Segment Start: Dataset entries
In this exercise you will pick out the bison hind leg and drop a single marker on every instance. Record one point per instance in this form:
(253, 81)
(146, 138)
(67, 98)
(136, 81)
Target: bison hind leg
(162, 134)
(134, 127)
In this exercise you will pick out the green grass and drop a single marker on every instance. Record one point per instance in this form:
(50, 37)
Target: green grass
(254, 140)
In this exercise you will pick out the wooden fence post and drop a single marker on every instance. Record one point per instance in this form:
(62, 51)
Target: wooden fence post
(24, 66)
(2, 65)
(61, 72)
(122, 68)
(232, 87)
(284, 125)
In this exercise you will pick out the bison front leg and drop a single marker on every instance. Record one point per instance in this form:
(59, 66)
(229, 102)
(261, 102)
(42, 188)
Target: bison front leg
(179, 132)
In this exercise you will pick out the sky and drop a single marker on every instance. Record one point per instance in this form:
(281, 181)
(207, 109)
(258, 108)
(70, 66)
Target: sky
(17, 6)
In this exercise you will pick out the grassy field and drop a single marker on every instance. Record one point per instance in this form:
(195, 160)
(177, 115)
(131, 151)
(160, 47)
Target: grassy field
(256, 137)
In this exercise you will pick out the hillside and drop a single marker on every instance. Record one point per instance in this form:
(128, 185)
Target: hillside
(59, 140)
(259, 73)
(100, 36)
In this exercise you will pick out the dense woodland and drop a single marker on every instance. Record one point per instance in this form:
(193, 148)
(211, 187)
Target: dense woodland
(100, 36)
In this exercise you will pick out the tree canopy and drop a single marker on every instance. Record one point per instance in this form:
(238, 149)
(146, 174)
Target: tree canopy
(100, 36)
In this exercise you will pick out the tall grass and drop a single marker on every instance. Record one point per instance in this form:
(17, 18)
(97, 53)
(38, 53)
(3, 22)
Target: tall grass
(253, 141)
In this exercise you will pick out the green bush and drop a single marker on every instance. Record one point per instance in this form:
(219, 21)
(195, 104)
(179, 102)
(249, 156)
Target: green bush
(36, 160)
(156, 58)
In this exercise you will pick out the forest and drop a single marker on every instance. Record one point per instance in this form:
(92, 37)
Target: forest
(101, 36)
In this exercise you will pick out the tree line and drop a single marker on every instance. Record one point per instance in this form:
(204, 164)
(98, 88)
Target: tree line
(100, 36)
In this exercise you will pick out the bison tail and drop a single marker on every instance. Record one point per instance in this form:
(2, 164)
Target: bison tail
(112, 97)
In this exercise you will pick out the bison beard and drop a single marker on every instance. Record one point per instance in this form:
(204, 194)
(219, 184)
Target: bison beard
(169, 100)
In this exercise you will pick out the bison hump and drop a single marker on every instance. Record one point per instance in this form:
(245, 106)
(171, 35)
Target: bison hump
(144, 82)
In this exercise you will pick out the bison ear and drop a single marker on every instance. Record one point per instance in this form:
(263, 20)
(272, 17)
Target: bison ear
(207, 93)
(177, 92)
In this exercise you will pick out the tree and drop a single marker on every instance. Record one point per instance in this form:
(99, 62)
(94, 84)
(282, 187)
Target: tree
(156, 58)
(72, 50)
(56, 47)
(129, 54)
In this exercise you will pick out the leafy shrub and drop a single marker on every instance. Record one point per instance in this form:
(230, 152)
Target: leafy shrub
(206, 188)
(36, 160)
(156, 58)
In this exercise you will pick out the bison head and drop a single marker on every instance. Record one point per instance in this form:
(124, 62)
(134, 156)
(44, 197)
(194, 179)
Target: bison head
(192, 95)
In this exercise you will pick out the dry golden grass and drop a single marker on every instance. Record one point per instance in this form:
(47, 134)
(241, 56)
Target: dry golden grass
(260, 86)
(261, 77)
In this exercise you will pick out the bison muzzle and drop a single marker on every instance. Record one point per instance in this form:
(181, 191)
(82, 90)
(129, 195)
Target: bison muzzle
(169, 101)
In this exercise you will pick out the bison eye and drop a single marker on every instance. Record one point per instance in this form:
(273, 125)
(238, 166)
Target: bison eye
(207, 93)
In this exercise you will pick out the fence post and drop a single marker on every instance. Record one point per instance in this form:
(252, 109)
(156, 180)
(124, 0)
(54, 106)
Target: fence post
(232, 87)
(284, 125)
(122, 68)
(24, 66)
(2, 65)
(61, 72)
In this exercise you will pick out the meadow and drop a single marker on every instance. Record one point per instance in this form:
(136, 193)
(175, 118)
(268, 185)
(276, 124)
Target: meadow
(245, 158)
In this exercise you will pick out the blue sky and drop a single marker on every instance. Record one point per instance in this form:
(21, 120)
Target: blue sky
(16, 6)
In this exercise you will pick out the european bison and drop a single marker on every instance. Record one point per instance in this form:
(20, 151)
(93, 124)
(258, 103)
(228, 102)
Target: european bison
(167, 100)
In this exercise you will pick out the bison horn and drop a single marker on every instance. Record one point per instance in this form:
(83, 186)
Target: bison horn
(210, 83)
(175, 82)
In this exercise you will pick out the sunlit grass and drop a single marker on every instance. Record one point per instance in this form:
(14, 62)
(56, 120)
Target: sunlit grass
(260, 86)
Segment End: Dataset entries
What you are asked to do :: The data above should be duplicated exactly and completely.

Completed exercise ::
In this exercise you will pick out the bison hind leg and drop a single marker on every instance. Record one point per instance in this form:
(253, 81)
(146, 138)
(67, 98)
(136, 81)
Target: bison hind leg
(162, 134)
(134, 127)
In this exercise you will pick out the green grass and drop a single marker on every instance. Record one point per instance in this form:
(50, 37)
Target: green grass
(254, 140)
In this exercise you will pick out the wooden fence post and drop a single marker on every instance. Record one point per instance in this form:
(62, 51)
Target: wooden fence post
(24, 66)
(2, 65)
(61, 72)
(122, 68)
(232, 87)
(284, 125)
In this exercise you will pick out the bison front leg and drop a single marker on every instance. Record one point per instance in this form:
(59, 66)
(229, 102)
(261, 102)
(42, 188)
Target: bison front leg
(179, 132)
In this exercise you will pick out the sky and drop a single marker on every instance. Record one point per instance in this form:
(281, 181)
(207, 109)
(258, 108)
(70, 66)
Target: sky
(17, 6)
In this exercise you will pick out the grassy field and drop a single marker on every instance. Record one point per instance in this form:
(195, 160)
(177, 115)
(131, 151)
(160, 47)
Target: grassy field
(256, 137)
In this exercise you will pick out the hillside and drop a single marker on every instance. Record one point per instance in this form:
(128, 185)
Target: hillside
(59, 140)
(259, 73)
(100, 36)
In this exercise you will pick out the dense woodland and drop a single marker on every instance. Record one point per instance in this form:
(193, 148)
(211, 187)
Target: dense woodland
(100, 36)
In this exercise you will pick out the tree canopy and drop a single marker on every instance. Record one point per instance in this form:
(238, 149)
(146, 174)
Target: tree canopy
(100, 36)
In this exercise you will pick out the tall grass and drop a single marker on every instance. Record one point per instance in this form:
(17, 18)
(97, 53)
(38, 53)
(3, 22)
Target: tall grass
(253, 141)
In this exercise you will pick out the green bush and drop a single marker on every instance. Record one point per instance in this form:
(219, 21)
(195, 104)
(179, 102)
(249, 156)
Target: green bush
(36, 160)
(156, 58)
In this exercise you will pick out the forest and drop a single marker on every instance. Record one point per instance in this form:
(92, 37)
Target: forest
(101, 36)
In this exercise you will pick out the tree line and drop a single marker on every instance. Record one point per instance in this form:
(204, 164)
(98, 88)
Target: tree line
(100, 36)
In this exercise you will pick out the bison tail and drop a single marker on every instance. Record one point per instance in this form:
(2, 164)
Target: bison tail
(112, 97)
In this exercise you will pick out the bison beard and drop a single marker on every instance. Record one point per instance in this form:
(204, 194)
(219, 184)
Target: bison beard
(169, 100)
In this exercise you will pick out the bison hump and drop a single marker on every instance. Record one point per instance in this form:
(245, 106)
(171, 35)
Target: bison hump
(144, 82)
In this exercise you will pick out the bison ear and drop a single marker on every instance. Record one point per instance in this form:
(263, 20)
(272, 17)
Target: bison ear
(207, 93)
(177, 92)
In this exercise you will pick out the tree and drop a single marker on every instance. Record one point per instance in this form:
(99, 62)
(94, 84)
(282, 187)
Target: tree
(156, 58)
(72, 50)
(56, 47)
(129, 54)
In this exercise you will pick out the leafy shrub and drop a single marker on every instance. Record one point per instance in this form:
(230, 152)
Target: leafy shrub
(206, 188)
(36, 160)
(156, 58)
In this exercise you will pick out the bison head and drop a single marker on every instance. Record one point per instance in this form:
(124, 62)
(134, 156)
(44, 197)
(194, 179)
Target: bison head
(192, 95)
In this exercise you will pick out the dry golden grass and drop a single marker on every instance. Record one point per instance in this form:
(47, 134)
(241, 56)
Target: dry golden grass
(260, 86)
(261, 77)
In this exercise you will pick out the bison muzzle and drop a single marker on every instance. Record one point per instance in this form:
(181, 191)
(82, 90)
(129, 195)
Target: bison muzzle
(169, 101)
In this exercise you will pick out the bison eye and drop a single marker on every instance. Record one point per instance in this form:
(273, 125)
(238, 166)
Target: bison eye
(207, 93)
In this exercise you will pick out the fence post and drop a single marker on every instance. Record one point per instance in this form:
(252, 109)
(156, 180)
(124, 0)
(54, 106)
Target: fence post
(232, 87)
(284, 125)
(122, 68)
(24, 66)
(2, 65)
(61, 72)
In this exercise you will pick out the meadow and drop a single marker on every instance. Record one point per instance in this form:
(136, 193)
(175, 118)
(268, 185)
(276, 124)
Target: meadow
(245, 158)
In this exercise you will pick out the blue sky and drop a single marker on every instance. Record one point per instance in this form:
(21, 120)
Target: blue sky
(16, 6)
In this exercise you will pick out the european bison and drop a single marker on every instance. Record one point per instance in this form:
(20, 151)
(93, 124)
(258, 103)
(228, 102)
Target: european bison
(167, 100)
In this exercise you will pick out the bison horn and drop a single marker on every instance. Record one point per instance in this form:
(83, 186)
Target: bison horn
(210, 83)
(175, 82)
In this exercise you will pick out the sunlit grass and drop a single marker on every instance. Record one point per instance in this form:
(14, 62)
(56, 120)
Target: sunlit grass
(260, 86)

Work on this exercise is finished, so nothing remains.